Directions for this task >>
The answer must be every line below that holds the word "brick".

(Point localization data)
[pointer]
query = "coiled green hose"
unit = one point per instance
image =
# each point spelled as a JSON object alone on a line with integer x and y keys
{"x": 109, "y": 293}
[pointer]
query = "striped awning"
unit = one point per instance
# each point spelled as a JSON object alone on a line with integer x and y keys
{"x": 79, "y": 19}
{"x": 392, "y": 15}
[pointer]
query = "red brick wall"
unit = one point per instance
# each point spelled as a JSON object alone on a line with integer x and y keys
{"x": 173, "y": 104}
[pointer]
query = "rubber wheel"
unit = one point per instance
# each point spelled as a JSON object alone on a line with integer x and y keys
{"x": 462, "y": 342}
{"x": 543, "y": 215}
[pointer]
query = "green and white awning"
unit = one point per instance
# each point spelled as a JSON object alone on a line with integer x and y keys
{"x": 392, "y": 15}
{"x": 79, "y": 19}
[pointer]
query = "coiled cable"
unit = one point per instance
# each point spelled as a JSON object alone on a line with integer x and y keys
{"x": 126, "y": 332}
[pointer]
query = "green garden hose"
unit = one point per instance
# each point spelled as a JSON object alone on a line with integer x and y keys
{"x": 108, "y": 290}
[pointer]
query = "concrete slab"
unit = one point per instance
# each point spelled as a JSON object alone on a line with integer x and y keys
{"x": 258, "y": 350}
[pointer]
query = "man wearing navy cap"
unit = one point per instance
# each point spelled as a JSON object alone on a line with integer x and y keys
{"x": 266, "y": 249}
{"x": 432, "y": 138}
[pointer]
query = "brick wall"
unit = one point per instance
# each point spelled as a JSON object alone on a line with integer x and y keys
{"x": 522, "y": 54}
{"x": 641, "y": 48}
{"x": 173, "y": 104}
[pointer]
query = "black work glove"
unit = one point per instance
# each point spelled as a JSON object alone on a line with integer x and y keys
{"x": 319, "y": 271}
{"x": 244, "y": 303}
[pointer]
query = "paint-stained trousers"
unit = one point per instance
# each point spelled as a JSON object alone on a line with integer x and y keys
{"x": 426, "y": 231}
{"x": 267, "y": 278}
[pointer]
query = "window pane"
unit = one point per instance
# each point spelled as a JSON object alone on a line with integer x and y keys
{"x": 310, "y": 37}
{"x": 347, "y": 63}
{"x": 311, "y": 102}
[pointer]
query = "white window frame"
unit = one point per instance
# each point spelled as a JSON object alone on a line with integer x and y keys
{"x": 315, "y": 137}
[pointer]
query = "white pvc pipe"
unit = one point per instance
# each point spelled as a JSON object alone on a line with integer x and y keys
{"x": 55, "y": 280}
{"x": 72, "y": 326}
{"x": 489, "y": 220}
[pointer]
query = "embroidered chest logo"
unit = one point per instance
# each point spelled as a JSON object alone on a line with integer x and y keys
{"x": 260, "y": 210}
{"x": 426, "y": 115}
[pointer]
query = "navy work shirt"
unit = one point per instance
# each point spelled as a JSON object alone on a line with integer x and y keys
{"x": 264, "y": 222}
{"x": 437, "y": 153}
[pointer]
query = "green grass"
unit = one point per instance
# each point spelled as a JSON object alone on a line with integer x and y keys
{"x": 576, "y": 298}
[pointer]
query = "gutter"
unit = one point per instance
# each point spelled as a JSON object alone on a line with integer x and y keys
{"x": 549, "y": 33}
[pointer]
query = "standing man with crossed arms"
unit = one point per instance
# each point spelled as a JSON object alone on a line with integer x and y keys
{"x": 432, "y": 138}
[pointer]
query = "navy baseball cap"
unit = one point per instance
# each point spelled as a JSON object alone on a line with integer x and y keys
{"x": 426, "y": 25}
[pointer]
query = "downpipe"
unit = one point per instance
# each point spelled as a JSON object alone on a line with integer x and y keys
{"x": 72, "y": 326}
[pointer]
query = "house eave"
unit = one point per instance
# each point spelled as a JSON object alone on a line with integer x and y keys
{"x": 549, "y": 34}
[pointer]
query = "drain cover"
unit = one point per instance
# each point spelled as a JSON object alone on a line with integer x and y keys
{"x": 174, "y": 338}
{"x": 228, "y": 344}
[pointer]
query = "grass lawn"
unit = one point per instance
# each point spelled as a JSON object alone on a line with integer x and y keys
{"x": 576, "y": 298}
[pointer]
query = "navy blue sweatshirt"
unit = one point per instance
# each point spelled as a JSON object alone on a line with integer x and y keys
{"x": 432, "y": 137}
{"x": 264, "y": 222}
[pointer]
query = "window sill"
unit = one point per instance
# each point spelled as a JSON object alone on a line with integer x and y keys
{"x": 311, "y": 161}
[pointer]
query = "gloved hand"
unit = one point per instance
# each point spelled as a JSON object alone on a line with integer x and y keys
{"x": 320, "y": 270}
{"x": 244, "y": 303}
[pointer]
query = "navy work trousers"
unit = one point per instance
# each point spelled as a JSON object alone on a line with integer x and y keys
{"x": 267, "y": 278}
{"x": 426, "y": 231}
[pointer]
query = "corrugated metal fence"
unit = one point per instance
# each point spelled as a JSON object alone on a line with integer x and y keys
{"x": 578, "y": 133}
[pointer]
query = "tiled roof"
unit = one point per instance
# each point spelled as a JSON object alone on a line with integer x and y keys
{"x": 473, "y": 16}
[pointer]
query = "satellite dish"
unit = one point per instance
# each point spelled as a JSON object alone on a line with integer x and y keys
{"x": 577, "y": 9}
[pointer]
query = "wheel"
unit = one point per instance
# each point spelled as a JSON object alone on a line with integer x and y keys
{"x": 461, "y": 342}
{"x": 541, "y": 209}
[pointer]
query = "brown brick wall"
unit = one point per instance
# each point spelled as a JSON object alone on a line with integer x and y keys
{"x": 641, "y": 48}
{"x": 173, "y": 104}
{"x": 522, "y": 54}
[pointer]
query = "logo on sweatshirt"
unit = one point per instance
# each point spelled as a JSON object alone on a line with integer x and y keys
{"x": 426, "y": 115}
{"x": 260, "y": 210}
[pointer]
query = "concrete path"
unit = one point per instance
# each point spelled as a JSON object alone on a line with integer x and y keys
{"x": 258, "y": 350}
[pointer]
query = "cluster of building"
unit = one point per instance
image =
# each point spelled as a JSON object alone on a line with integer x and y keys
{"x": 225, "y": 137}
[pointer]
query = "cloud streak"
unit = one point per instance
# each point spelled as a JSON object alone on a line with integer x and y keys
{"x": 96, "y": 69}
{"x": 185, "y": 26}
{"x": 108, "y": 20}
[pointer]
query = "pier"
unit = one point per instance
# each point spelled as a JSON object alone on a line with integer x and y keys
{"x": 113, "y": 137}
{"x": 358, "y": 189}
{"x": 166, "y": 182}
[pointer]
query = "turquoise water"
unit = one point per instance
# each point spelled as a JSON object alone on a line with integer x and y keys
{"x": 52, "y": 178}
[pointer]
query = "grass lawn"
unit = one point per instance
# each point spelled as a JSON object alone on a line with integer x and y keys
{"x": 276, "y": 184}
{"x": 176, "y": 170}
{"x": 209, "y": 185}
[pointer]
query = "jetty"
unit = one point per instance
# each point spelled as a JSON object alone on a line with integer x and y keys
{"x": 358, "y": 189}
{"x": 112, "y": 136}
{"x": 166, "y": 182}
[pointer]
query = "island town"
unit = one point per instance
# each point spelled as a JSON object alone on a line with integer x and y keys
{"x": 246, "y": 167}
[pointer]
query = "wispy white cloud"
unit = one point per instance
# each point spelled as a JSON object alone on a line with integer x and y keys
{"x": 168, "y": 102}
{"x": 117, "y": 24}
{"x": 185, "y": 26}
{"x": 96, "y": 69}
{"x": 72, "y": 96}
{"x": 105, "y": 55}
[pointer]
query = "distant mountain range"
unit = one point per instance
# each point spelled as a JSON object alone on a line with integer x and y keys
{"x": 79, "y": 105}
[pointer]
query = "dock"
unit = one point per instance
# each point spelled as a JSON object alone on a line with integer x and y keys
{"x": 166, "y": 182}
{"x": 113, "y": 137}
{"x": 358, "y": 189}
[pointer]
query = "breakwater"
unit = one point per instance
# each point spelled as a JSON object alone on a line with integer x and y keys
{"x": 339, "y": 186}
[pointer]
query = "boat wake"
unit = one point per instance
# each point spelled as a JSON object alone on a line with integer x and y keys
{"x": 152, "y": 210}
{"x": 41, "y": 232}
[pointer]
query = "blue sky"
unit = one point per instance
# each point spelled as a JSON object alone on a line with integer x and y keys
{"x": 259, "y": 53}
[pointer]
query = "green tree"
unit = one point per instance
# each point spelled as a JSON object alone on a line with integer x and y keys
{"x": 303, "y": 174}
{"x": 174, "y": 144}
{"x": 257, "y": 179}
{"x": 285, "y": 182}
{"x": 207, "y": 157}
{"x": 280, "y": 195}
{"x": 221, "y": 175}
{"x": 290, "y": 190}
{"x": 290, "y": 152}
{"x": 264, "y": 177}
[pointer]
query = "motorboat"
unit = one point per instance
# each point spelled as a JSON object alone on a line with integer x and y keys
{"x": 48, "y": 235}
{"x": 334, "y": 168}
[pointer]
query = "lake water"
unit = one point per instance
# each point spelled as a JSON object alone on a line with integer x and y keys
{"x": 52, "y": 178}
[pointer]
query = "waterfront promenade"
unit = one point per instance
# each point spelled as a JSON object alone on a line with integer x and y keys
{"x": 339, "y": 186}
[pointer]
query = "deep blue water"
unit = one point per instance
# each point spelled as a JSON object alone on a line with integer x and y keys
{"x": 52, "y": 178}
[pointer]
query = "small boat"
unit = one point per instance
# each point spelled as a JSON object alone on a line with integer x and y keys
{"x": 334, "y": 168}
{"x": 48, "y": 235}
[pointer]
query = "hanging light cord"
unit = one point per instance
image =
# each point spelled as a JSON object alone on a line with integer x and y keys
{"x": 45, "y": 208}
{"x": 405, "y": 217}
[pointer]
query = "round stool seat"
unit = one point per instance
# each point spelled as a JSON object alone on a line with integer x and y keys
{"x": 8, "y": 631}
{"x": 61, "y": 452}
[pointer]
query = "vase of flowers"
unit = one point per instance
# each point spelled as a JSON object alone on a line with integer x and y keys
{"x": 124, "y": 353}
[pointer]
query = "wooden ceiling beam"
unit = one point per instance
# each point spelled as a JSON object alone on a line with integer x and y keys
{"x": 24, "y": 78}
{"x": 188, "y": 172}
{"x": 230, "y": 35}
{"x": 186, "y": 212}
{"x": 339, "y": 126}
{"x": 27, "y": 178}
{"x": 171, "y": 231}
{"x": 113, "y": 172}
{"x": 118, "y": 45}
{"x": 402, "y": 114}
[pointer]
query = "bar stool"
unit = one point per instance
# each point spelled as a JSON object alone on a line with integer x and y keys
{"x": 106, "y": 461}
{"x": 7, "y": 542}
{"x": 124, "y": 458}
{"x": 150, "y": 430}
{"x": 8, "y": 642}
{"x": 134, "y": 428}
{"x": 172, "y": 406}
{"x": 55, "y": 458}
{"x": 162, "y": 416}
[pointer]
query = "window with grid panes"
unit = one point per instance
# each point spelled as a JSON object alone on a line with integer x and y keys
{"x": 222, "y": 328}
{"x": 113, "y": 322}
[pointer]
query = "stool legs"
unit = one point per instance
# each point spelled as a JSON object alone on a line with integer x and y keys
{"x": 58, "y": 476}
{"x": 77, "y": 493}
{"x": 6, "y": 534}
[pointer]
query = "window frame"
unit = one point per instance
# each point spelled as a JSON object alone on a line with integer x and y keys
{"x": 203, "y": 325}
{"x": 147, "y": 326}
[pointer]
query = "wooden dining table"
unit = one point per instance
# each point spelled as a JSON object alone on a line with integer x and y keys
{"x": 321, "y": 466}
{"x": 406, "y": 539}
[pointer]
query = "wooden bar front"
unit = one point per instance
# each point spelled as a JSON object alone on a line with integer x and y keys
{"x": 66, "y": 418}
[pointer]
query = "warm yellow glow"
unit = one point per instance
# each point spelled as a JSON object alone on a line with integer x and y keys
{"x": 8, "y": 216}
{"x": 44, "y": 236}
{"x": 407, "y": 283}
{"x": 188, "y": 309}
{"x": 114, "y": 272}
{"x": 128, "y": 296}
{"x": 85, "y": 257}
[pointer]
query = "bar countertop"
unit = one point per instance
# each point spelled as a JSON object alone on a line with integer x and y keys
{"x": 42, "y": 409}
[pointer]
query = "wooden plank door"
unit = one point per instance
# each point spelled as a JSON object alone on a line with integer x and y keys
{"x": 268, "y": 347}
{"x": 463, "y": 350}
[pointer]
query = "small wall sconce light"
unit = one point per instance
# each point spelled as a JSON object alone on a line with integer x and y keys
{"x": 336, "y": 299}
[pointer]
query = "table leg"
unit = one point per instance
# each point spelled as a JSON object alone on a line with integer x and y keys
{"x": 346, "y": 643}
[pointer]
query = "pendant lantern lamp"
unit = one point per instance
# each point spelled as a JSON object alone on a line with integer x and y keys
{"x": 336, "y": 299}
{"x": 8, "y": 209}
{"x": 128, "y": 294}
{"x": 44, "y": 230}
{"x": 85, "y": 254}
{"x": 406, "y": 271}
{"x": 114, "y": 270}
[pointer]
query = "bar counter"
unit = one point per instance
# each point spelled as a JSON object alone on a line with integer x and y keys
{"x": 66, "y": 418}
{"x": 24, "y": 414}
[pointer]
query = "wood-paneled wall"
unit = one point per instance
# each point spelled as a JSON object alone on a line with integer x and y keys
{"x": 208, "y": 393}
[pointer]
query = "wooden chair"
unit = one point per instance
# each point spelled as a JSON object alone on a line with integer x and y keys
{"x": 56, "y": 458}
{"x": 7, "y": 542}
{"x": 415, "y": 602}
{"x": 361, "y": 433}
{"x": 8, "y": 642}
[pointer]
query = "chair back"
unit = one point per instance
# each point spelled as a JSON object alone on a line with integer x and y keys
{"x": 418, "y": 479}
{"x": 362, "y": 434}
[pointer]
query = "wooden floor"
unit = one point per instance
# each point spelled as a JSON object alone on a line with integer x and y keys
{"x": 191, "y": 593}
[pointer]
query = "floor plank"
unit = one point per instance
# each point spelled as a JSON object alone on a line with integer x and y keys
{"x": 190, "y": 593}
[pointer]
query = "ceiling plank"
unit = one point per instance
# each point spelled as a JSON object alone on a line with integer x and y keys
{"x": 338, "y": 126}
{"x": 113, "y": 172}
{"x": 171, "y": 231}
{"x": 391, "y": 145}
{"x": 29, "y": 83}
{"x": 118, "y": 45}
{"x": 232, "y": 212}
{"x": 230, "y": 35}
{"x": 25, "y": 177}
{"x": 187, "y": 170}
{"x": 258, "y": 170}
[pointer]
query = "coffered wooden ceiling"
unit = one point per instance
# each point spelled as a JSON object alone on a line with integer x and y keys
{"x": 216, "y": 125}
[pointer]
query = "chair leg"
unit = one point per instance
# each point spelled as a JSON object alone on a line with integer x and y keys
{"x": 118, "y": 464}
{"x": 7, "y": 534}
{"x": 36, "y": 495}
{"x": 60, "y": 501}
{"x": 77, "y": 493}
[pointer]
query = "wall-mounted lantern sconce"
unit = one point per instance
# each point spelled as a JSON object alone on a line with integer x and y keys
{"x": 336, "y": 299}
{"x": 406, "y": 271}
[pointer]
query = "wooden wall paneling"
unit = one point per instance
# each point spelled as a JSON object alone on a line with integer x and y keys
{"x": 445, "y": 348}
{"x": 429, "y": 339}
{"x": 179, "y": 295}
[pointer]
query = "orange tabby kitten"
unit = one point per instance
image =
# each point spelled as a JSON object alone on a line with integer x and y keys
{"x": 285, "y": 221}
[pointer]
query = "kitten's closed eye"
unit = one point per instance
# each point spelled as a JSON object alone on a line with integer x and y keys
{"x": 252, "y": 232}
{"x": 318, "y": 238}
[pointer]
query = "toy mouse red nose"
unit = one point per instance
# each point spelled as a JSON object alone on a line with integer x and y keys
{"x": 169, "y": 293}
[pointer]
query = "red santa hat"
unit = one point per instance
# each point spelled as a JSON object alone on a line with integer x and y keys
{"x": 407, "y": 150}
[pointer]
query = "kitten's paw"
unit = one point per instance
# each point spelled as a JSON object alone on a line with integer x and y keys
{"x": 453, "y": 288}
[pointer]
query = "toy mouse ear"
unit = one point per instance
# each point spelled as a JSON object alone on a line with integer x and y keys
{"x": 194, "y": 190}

The completed task >>
query = "red brick wall"
query = "brick wall"
query = "brown brick wall"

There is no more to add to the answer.